┌─ Dataset records

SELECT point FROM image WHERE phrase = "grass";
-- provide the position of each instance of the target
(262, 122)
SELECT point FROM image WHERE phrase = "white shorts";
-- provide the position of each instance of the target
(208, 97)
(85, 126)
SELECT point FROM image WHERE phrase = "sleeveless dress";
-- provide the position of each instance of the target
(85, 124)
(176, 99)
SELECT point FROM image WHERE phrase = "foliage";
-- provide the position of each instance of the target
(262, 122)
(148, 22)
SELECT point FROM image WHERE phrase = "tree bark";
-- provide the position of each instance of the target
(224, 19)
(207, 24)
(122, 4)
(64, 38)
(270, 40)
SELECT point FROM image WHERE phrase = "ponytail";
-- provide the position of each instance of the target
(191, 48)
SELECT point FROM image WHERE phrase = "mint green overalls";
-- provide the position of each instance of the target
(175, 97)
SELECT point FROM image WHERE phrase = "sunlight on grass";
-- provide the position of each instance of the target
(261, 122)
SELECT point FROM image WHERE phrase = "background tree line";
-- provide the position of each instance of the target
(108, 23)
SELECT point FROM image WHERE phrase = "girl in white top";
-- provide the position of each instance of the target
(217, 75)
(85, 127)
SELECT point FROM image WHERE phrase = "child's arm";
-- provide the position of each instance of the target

└─

**Assigned task:** From the entries, copy every line in which the word "tree" occurs.

**Written answer:**
SELECT point FROM image WHERE phrase = "tree bark";
SELECT point FROM image WHERE phrase = "background tree line";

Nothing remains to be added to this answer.